| Exercise prompt |
Output all entries exactly; images excluded.

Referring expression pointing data
☆ ☆ ☆ ☆
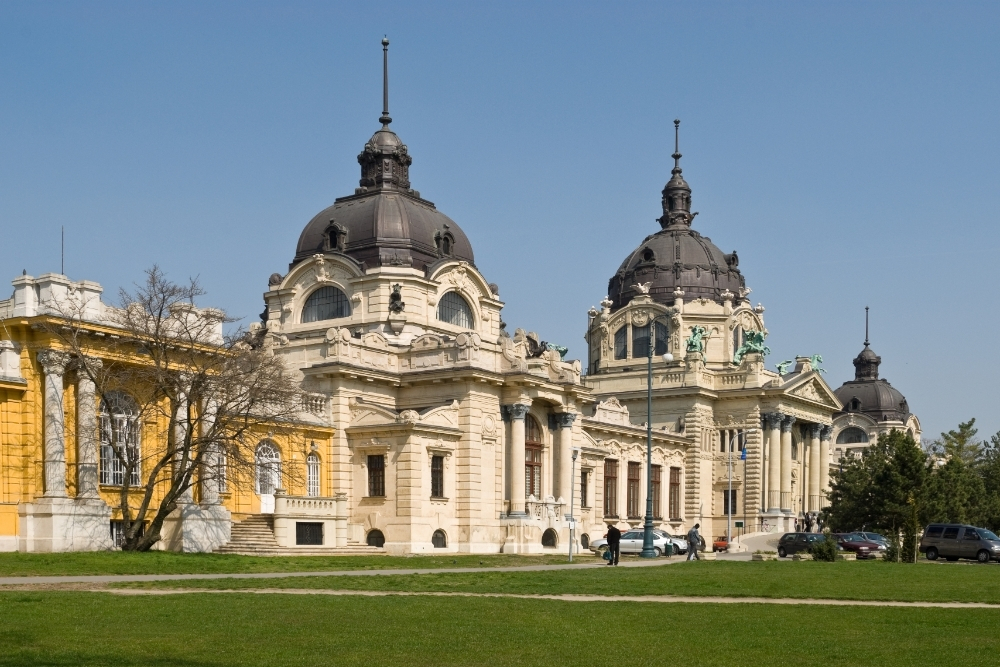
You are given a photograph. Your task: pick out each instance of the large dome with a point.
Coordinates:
(677, 257)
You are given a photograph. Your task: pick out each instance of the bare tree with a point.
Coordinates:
(164, 371)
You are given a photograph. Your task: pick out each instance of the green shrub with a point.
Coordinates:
(825, 549)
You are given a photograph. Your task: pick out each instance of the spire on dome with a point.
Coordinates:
(677, 193)
(385, 161)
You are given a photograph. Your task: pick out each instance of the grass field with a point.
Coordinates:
(166, 562)
(56, 629)
(844, 580)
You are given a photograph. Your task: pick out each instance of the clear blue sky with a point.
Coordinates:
(848, 151)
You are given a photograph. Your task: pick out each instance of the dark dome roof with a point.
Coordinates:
(677, 256)
(385, 222)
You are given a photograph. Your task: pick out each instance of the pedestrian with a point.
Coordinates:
(614, 537)
(694, 541)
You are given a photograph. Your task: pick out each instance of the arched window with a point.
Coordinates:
(453, 309)
(268, 468)
(326, 303)
(119, 418)
(532, 457)
(439, 539)
(312, 475)
(851, 436)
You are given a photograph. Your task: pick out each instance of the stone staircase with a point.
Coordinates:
(254, 536)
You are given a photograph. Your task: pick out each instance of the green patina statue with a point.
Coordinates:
(753, 342)
(696, 342)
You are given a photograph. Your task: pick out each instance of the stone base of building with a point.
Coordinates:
(196, 528)
(51, 525)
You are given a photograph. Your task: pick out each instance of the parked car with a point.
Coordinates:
(793, 543)
(631, 543)
(862, 548)
(954, 541)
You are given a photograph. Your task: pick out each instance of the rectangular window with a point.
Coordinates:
(437, 477)
(611, 488)
(657, 472)
(675, 493)
(729, 502)
(533, 472)
(621, 343)
(376, 475)
(634, 474)
(309, 532)
(640, 342)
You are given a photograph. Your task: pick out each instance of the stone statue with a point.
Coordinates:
(753, 342)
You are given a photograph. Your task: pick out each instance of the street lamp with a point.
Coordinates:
(647, 528)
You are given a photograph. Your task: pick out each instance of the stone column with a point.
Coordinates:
(774, 461)
(54, 366)
(824, 464)
(565, 442)
(786, 463)
(814, 468)
(86, 425)
(517, 413)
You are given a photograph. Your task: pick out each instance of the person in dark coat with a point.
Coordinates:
(614, 537)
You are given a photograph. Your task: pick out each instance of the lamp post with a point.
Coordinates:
(647, 527)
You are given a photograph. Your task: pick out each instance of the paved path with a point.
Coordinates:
(672, 599)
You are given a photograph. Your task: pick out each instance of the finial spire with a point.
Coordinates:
(385, 119)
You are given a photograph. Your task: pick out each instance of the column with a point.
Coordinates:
(814, 468)
(565, 445)
(786, 463)
(824, 464)
(774, 461)
(86, 436)
(517, 413)
(54, 366)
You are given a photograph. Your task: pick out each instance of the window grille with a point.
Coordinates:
(634, 475)
(312, 475)
(119, 431)
(453, 309)
(611, 488)
(437, 477)
(326, 303)
(376, 475)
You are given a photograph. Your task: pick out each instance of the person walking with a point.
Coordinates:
(694, 541)
(614, 537)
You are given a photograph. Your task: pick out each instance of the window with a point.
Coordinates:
(309, 532)
(268, 468)
(453, 309)
(634, 474)
(675, 493)
(119, 423)
(611, 488)
(312, 475)
(852, 435)
(640, 342)
(326, 303)
(657, 474)
(532, 457)
(376, 475)
(437, 477)
(621, 343)
(729, 502)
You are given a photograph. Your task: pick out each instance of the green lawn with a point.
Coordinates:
(844, 580)
(165, 562)
(73, 629)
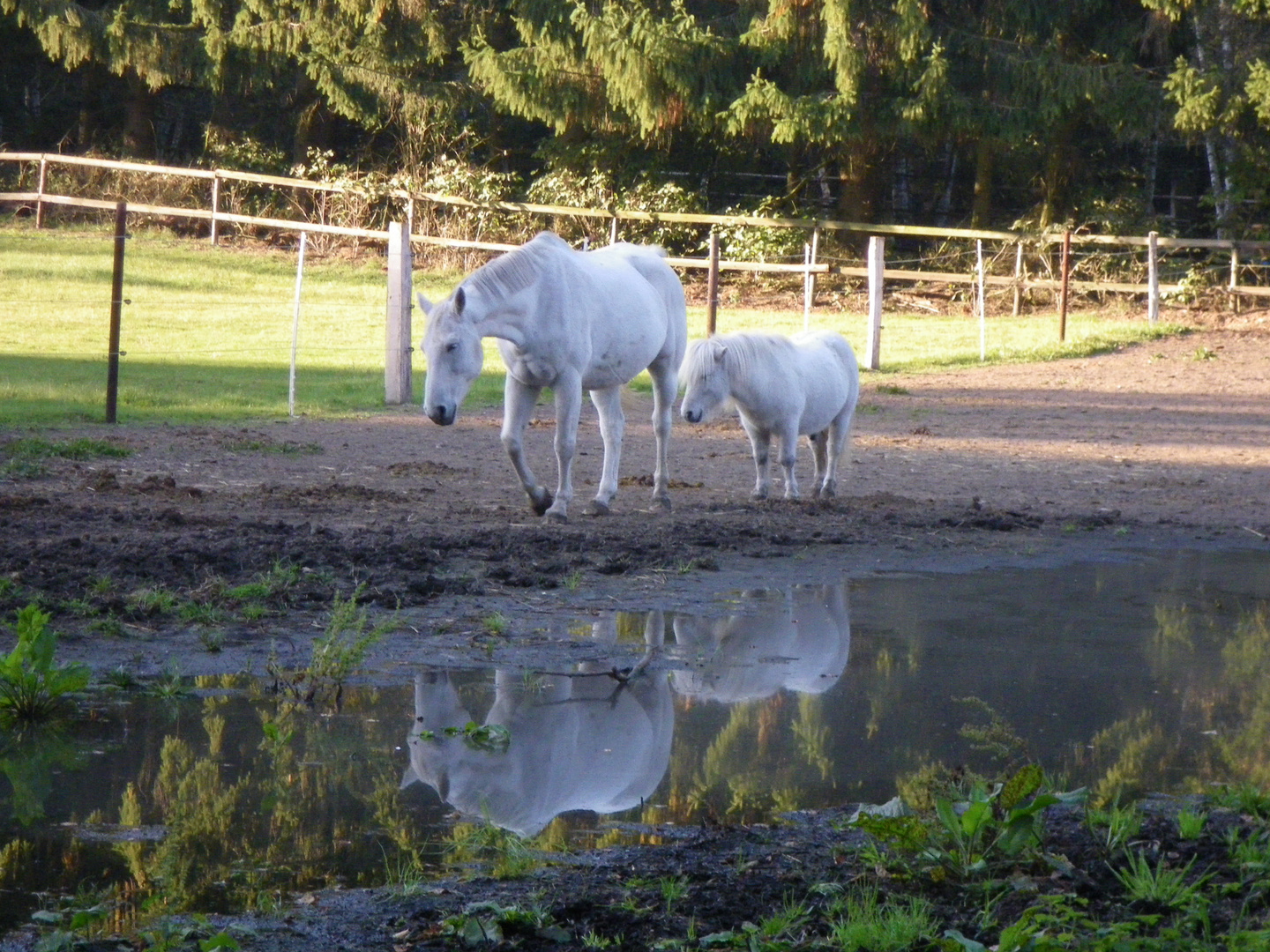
☆ ☆ ☆ ☆
| Task answer |
You are given a photograph. Your task: pick out each instance of the large dome with a point.
Coordinates:
(677, 257)
You are given a photograph. Your task: pick out each instance of the bare tree with a point.
Coordinates:
(164, 371)
You are given a photograph. Your task: pick out each instance of the green shrub with a point.
Coordinates:
(825, 549)
You are given a photograph. Your task: pick out each instance of the spire on dome with a point.
Coordinates:
(677, 193)
(385, 161)
You are given a photograph. Your task: pick out each instance of the grass field with a point.
Coordinates:
(166, 562)
(56, 629)
(844, 580)
You are given a photograph. Your task: pick out each instance of the clear blue sky with a point.
Coordinates:
(848, 151)
You are given a photograph. Your task: pick out each instance of the dark dome roof with a point.
Coordinates:
(677, 256)
(385, 222)
You are given a photograph. Your task: pick out each instance of the pedestrian with a point.
Coordinates:
(614, 537)
(694, 541)
You are given a photograph. Your task: pick out each instance of the arched window with a point.
Coordinates:
(453, 309)
(268, 468)
(326, 303)
(119, 418)
(532, 457)
(439, 539)
(312, 475)
(851, 436)
You are given a photograph. Your task: pick out each instance of the stone staircase with a point.
Coordinates:
(254, 536)
You are given a photograph. Your task: pick out each instance of the green patina statue with a point.
Coordinates:
(753, 342)
(696, 342)
You are given a photograph. Your task: pick out each instance of the stone base of building with a point.
Coordinates:
(196, 528)
(51, 525)
You are given a photograph. Your task: pick out each instance of the parked car with a point.
Coordinates:
(793, 543)
(631, 543)
(862, 548)
(954, 541)
You are given a photograph. Your task: pick out each instance of the rectangular window with a point.
Coordinates:
(437, 477)
(611, 488)
(657, 472)
(675, 493)
(729, 502)
(533, 472)
(621, 343)
(376, 475)
(634, 474)
(309, 532)
(640, 342)
You are given a photograph. Your task: pick out each instance of the stone statue with a point.
Coordinates:
(753, 342)
You are given a photograph. Your task: pick out each instance of the street lamp with a point.
Coordinates:
(647, 528)
You are given a photograph. Your task: pick out each instance of the stone column with a point.
Coordinates:
(774, 461)
(54, 366)
(824, 464)
(565, 442)
(786, 463)
(814, 468)
(86, 425)
(517, 413)
You are given a photograph. Your task: pick out each instance of the person in dark coat with a point.
Coordinates:
(614, 537)
You are given a photograph. Your task: pick out each instance of the lamp post with a point.
Coordinates:
(647, 527)
You are given a photograph. Your task: pick out each instance of the paved path with a point.
Coordinates:
(672, 599)
You are given a photograph. Your task: pick out each instance of the finial spire with a point.
Coordinates:
(385, 119)
You are given a photograph. Your task: pick out each instance of the column with a point.
Coordinates:
(814, 468)
(565, 445)
(786, 463)
(824, 464)
(774, 461)
(86, 436)
(517, 413)
(54, 366)
You are given a photograph. Your task: pick out each instance of the window grille with a point.
Coordinates:
(634, 475)
(312, 475)
(119, 431)
(453, 309)
(611, 488)
(437, 477)
(326, 303)
(376, 475)
You are given a photograph. Your task: pick out each instance of the person walking with a point.
Coordinates:
(694, 541)
(614, 537)
You are given a photograph. Your task: pick out each instance of the window with a point.
Coordinates:
(309, 532)
(268, 468)
(453, 309)
(634, 474)
(675, 493)
(119, 423)
(611, 488)
(312, 475)
(852, 435)
(640, 342)
(326, 303)
(657, 474)
(532, 457)
(376, 475)
(437, 477)
(621, 343)
(729, 502)
You are given a photograph. Your task: pick out each instance of the green lawn with a point.
Coordinates:
(844, 580)
(165, 562)
(73, 629)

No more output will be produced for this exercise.